> Task prompt
Count the lines in the records below that contain the string "target", treating uppercase and lowercase as different. Give only the number.
:: Extracted records
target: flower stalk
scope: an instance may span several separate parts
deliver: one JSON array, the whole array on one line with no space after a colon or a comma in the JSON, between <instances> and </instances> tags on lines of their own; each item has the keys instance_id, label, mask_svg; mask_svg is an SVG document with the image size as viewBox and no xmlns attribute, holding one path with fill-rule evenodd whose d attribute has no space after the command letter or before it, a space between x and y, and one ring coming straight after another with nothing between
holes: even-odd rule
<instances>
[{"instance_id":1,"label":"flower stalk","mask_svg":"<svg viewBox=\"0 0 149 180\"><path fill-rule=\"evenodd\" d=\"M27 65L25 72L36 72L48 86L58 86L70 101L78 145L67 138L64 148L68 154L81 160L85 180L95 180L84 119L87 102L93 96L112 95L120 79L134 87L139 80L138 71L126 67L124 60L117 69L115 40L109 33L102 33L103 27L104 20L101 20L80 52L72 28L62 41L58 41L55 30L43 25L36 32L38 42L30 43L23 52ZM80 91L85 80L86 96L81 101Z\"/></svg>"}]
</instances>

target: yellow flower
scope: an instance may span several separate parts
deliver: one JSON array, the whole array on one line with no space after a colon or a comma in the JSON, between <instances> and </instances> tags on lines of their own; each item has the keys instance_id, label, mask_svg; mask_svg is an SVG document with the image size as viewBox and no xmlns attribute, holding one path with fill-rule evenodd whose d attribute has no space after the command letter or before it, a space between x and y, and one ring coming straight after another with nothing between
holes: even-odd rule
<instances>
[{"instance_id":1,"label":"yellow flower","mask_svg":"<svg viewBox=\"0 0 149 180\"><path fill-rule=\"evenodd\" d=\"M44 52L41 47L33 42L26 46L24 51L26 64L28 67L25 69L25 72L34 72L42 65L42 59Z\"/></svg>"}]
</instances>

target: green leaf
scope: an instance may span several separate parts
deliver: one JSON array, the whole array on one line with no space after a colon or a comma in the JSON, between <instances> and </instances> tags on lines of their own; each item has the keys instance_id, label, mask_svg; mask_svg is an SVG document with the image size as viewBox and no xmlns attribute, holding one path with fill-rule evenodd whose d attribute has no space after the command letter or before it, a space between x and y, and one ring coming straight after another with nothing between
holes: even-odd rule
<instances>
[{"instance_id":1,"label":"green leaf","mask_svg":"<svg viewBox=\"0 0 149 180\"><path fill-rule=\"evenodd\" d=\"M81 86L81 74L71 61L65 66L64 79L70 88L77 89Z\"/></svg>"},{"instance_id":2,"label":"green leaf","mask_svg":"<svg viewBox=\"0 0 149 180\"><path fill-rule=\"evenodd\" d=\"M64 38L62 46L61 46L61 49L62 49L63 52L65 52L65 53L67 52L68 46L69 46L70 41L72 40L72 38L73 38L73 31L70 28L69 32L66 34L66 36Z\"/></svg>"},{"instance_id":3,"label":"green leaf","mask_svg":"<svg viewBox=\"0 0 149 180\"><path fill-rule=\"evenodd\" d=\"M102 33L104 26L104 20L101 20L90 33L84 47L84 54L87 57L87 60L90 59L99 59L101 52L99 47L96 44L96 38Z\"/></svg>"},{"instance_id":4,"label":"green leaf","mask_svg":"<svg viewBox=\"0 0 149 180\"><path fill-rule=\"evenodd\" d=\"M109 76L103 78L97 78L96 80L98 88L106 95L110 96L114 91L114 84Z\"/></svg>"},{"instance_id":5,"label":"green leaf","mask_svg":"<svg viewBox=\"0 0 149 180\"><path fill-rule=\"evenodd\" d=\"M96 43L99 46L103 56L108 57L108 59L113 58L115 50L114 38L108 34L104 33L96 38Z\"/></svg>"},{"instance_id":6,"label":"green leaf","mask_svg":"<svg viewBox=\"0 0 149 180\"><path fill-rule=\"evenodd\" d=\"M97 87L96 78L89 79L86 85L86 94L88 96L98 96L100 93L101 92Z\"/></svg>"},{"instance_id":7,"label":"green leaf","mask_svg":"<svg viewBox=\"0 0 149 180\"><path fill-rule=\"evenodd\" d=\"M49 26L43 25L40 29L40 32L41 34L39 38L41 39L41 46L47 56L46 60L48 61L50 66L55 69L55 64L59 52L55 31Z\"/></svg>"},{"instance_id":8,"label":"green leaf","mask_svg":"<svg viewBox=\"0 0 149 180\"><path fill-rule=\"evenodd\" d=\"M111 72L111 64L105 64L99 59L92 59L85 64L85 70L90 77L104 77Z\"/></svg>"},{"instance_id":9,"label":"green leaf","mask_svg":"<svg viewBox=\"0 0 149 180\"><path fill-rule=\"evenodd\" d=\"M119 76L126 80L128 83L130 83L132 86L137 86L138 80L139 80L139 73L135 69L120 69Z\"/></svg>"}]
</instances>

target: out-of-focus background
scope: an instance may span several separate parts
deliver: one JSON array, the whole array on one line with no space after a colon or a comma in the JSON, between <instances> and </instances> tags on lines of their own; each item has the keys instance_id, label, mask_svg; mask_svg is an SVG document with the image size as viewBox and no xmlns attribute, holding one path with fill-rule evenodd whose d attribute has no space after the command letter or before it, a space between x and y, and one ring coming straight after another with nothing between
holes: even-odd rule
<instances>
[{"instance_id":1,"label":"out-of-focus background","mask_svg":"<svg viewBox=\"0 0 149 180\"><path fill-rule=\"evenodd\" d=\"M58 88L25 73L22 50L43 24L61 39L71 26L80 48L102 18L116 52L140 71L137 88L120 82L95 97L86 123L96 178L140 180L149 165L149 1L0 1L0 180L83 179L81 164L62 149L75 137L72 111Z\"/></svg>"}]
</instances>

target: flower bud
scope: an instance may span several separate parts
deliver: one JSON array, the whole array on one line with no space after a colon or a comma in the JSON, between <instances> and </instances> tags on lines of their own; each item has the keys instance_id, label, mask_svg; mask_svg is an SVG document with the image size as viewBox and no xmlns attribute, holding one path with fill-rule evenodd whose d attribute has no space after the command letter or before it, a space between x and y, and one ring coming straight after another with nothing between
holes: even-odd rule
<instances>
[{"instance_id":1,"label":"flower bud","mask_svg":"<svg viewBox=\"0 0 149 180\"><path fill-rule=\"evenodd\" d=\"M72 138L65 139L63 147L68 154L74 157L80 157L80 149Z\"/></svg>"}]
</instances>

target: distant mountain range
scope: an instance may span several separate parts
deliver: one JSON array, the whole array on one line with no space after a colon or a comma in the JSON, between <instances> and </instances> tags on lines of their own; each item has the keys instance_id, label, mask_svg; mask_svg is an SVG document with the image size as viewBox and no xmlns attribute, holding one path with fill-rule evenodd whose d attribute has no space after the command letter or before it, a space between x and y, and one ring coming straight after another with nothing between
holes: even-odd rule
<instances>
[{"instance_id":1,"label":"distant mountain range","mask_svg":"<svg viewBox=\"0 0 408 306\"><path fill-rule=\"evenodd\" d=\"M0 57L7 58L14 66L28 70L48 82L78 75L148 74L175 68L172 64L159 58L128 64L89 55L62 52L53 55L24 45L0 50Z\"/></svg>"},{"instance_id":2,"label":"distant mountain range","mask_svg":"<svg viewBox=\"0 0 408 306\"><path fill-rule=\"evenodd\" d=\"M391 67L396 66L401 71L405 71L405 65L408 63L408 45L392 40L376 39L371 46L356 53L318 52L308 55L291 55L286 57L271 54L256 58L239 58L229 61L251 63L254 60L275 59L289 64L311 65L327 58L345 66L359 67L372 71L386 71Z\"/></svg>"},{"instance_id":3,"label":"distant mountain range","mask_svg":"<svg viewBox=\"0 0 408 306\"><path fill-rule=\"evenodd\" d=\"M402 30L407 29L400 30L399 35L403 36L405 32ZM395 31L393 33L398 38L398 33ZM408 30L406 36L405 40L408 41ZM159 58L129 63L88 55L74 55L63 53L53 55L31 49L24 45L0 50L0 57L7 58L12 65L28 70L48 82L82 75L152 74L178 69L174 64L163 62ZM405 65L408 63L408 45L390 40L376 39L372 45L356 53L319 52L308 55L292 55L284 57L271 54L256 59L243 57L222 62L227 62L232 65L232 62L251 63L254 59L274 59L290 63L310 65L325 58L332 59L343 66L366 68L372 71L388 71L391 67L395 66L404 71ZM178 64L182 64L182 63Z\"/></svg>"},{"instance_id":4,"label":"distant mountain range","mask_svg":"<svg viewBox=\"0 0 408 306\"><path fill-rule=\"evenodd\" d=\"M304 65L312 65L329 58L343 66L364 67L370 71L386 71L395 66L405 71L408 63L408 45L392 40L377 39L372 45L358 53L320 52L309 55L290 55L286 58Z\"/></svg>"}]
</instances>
::::
> Answer
6